> **Raw data**:

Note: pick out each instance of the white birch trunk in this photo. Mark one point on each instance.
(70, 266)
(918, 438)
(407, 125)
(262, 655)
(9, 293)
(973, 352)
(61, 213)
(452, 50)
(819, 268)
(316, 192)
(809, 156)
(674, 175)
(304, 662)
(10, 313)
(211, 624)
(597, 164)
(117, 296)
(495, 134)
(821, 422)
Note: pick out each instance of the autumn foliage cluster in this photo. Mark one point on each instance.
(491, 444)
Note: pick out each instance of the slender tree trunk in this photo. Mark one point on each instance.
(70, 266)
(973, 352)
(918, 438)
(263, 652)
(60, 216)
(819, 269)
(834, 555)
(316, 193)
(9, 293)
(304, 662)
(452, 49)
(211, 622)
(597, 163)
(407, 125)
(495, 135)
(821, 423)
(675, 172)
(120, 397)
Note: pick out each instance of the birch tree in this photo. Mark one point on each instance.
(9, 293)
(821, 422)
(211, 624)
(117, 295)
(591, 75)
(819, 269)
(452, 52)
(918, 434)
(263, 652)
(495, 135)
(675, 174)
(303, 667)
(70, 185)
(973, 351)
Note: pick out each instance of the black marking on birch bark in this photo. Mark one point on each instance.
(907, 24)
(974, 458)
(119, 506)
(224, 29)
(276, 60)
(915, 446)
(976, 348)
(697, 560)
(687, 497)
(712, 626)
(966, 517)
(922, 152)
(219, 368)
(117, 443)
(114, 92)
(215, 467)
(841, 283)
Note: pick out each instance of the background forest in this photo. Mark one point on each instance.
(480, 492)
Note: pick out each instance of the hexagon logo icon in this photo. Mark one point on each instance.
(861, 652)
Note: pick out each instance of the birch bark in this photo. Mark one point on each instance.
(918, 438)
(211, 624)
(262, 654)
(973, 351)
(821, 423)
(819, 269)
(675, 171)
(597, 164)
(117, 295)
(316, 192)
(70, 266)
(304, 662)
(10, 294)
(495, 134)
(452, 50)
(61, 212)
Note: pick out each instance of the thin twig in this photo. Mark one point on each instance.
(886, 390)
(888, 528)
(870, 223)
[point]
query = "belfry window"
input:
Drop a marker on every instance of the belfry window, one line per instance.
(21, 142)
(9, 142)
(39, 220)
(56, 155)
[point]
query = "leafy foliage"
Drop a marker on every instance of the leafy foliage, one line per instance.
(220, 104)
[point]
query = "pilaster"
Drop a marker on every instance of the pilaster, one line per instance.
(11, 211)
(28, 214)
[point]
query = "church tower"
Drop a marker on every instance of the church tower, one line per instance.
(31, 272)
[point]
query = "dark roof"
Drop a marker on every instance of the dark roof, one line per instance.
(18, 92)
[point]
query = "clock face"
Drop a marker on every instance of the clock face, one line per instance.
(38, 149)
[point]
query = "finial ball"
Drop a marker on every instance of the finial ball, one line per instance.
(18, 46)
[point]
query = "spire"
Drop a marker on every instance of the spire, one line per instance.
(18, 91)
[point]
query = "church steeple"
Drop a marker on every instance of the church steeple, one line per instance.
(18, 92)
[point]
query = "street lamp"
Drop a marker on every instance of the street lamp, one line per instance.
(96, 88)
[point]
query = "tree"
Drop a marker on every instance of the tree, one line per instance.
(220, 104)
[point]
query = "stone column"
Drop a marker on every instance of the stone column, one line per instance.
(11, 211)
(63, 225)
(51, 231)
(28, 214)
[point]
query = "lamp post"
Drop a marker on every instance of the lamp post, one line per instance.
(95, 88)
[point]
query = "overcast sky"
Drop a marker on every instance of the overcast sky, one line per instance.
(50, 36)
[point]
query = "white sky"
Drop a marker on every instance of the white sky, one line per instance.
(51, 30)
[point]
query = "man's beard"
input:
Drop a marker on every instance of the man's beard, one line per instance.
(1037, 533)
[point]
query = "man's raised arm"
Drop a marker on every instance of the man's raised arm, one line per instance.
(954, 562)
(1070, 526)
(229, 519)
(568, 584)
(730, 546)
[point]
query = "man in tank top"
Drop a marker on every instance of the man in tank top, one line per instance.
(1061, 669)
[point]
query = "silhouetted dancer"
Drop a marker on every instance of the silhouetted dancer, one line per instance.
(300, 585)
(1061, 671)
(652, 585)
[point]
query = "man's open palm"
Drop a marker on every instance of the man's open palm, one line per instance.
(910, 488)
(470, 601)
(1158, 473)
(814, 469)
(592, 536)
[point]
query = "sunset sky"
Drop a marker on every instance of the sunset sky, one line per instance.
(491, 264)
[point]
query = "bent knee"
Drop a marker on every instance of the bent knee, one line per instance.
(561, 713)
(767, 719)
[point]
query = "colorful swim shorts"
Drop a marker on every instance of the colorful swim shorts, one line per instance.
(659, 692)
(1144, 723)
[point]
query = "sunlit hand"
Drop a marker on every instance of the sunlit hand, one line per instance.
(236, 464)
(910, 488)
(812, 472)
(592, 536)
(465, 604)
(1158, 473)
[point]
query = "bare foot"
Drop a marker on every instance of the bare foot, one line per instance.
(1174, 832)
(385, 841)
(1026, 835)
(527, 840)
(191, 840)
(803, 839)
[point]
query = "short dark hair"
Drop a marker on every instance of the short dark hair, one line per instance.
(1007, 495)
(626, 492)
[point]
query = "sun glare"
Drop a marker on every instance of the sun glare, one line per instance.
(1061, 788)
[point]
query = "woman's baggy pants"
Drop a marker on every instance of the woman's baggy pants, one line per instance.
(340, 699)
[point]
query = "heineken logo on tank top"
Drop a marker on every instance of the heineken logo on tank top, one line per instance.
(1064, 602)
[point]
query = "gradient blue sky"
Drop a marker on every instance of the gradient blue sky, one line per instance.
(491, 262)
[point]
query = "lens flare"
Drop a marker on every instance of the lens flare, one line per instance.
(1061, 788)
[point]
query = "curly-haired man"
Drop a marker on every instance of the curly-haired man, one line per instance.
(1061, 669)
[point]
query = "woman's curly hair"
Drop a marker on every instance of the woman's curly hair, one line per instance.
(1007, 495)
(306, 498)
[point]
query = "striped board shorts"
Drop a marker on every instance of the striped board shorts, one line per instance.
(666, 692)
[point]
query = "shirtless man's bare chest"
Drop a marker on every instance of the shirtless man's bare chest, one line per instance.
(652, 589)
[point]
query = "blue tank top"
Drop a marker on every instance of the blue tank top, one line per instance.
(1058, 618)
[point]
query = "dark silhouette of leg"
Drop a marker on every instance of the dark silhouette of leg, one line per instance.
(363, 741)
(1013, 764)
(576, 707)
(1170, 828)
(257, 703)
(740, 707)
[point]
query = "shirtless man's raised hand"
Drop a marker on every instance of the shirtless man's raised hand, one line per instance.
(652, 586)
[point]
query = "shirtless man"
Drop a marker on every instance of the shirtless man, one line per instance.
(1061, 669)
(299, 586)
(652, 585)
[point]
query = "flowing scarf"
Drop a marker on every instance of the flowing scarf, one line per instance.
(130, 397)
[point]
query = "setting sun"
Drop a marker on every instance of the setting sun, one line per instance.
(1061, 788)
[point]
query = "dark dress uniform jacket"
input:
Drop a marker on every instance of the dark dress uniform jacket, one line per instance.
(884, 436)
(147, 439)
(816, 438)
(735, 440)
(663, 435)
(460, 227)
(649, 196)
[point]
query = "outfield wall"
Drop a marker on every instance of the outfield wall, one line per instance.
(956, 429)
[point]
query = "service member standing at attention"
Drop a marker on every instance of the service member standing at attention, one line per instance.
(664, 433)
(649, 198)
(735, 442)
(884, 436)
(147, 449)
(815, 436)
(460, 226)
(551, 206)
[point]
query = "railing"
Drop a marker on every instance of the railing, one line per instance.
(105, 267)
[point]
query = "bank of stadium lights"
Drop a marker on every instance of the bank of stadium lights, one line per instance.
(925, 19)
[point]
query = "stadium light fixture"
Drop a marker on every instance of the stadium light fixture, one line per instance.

> **What the exercise asks**: Search the listing above for the word "fixture", and copy every line that has it.

> **Reply**:
query = "stadium light fixture"
Drop a marker on every instance of the stadium light fixture, one line per instance.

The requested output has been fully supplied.